• [GOAL OF THE EXERCISE] Which lines run from the line with "Task: put a dot on each instance of the understory" through the line with "Task: put a dot on each instance of the thin" in the entries below? Print them exactly, both ends included, and nothing more.

Point localization data
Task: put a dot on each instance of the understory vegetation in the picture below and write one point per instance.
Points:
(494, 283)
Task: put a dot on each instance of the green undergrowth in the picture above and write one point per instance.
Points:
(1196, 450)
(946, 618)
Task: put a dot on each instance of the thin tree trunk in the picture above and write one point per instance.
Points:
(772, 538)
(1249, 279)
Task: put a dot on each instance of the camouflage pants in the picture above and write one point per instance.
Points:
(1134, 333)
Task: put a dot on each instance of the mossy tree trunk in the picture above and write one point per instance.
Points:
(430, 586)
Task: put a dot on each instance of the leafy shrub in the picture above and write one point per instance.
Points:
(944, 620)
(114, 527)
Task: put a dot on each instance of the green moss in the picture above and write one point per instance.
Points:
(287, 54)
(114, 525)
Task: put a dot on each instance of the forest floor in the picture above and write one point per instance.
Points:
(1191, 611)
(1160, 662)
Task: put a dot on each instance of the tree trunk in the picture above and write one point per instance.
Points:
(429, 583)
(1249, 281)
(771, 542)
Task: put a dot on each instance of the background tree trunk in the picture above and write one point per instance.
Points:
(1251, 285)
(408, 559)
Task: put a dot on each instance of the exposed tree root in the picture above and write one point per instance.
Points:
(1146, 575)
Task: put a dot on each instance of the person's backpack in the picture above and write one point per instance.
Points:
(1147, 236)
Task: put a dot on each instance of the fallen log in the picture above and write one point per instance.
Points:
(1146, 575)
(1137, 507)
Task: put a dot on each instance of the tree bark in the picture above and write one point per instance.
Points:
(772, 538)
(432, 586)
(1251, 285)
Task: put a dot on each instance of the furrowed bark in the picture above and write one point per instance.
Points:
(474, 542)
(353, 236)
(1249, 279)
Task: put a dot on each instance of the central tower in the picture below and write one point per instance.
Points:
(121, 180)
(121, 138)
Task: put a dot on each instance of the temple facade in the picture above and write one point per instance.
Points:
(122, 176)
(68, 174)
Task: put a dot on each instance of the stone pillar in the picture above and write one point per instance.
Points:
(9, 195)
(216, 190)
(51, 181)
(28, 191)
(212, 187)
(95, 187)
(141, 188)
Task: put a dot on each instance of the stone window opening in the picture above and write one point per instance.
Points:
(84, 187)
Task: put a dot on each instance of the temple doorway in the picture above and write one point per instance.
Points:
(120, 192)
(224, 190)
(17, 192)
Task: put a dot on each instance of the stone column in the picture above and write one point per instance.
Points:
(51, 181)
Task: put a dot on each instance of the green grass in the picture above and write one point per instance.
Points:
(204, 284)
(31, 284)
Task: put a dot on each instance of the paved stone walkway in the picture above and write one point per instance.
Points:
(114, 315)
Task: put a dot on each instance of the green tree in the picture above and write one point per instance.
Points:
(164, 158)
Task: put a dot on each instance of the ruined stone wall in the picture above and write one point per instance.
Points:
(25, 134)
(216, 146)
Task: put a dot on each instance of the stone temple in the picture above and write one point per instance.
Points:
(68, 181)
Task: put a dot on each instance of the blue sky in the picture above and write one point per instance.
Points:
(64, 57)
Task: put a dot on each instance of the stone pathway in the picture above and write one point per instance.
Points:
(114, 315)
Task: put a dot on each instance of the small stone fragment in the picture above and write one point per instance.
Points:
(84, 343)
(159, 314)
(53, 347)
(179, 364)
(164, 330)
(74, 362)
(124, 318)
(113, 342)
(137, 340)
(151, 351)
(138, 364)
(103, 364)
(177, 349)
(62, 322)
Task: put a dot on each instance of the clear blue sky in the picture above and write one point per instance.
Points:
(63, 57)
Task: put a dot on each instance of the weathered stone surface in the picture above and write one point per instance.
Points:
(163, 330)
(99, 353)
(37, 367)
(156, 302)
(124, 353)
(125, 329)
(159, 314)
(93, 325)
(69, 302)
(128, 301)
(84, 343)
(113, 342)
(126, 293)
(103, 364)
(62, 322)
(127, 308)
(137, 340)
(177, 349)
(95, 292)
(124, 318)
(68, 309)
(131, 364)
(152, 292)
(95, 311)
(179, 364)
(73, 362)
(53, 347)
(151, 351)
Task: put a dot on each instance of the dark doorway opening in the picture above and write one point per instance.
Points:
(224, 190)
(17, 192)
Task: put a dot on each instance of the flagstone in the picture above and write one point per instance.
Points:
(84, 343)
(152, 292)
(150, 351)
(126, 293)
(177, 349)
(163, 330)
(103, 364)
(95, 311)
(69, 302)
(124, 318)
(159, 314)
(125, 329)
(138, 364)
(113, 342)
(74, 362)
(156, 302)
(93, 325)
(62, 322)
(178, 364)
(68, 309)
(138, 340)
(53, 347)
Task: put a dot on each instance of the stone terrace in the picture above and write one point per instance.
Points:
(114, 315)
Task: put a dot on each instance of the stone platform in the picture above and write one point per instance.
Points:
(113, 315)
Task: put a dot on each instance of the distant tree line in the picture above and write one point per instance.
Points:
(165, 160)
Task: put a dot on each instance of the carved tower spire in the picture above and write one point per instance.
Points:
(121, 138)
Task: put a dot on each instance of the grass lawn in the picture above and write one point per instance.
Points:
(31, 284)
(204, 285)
---
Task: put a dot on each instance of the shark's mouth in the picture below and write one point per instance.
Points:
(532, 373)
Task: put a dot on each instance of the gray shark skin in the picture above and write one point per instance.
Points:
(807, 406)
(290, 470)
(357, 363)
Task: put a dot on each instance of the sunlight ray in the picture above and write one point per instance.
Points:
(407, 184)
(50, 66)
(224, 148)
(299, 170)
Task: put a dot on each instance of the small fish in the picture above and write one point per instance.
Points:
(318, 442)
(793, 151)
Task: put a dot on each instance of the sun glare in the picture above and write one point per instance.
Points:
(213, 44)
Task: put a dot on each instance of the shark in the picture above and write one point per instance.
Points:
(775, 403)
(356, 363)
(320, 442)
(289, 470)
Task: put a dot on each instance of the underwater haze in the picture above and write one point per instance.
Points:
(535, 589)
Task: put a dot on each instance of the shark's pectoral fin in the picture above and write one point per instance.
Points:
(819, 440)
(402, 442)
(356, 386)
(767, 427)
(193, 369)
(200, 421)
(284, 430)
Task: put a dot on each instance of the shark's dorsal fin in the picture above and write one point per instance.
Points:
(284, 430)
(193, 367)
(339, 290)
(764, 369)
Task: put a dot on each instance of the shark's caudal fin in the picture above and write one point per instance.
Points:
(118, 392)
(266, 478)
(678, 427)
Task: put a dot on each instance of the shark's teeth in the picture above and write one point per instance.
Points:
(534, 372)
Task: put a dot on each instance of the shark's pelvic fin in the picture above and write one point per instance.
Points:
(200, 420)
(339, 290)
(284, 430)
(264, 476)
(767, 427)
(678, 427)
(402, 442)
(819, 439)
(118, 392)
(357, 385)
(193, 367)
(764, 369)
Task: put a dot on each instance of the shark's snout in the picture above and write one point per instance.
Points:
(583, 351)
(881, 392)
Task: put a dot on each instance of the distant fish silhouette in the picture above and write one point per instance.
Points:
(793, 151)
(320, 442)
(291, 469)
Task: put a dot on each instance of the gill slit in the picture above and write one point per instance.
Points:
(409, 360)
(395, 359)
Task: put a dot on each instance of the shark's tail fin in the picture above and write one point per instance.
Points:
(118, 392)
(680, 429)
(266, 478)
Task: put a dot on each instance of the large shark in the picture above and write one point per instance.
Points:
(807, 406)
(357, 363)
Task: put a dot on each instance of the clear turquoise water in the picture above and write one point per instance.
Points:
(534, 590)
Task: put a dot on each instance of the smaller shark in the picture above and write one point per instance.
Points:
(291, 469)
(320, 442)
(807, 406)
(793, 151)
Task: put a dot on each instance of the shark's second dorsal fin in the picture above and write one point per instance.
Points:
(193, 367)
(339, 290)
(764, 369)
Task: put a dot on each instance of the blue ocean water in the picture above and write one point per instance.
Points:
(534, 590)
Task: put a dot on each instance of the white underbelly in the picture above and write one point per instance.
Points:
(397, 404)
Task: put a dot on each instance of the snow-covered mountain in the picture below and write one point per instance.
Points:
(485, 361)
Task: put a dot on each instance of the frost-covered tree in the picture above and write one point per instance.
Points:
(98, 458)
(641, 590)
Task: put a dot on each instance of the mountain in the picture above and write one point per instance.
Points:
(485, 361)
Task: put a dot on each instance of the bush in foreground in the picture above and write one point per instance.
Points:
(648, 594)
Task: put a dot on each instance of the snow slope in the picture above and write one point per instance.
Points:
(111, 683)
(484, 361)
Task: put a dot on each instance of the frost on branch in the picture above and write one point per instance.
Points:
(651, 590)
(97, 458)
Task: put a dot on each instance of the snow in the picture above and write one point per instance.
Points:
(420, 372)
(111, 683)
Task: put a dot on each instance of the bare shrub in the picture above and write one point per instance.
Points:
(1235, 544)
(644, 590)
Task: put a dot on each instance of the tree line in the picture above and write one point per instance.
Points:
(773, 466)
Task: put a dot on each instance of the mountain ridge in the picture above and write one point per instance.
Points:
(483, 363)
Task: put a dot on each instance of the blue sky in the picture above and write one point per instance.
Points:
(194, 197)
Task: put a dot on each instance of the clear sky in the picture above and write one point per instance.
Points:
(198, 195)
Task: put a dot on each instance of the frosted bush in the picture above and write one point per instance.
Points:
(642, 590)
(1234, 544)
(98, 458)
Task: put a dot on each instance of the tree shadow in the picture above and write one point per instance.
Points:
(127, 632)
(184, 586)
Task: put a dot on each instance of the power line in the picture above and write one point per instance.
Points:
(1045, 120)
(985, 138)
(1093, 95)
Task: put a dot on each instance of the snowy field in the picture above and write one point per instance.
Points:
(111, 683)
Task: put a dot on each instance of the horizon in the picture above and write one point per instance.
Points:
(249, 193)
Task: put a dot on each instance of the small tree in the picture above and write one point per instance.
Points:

• [OUTPUT OF THE TASK]
Task: put a dot on each instance of the understory vegetation in the picture below and write one point per instance.
Points:
(494, 283)
Task: put a dot on each instance of the green undergrowth in the picture above and write one point per instance.
Points:
(1196, 450)
(946, 618)
Task: put a dot on each instance of the thin tree trunk in the picture above and write one point per instance.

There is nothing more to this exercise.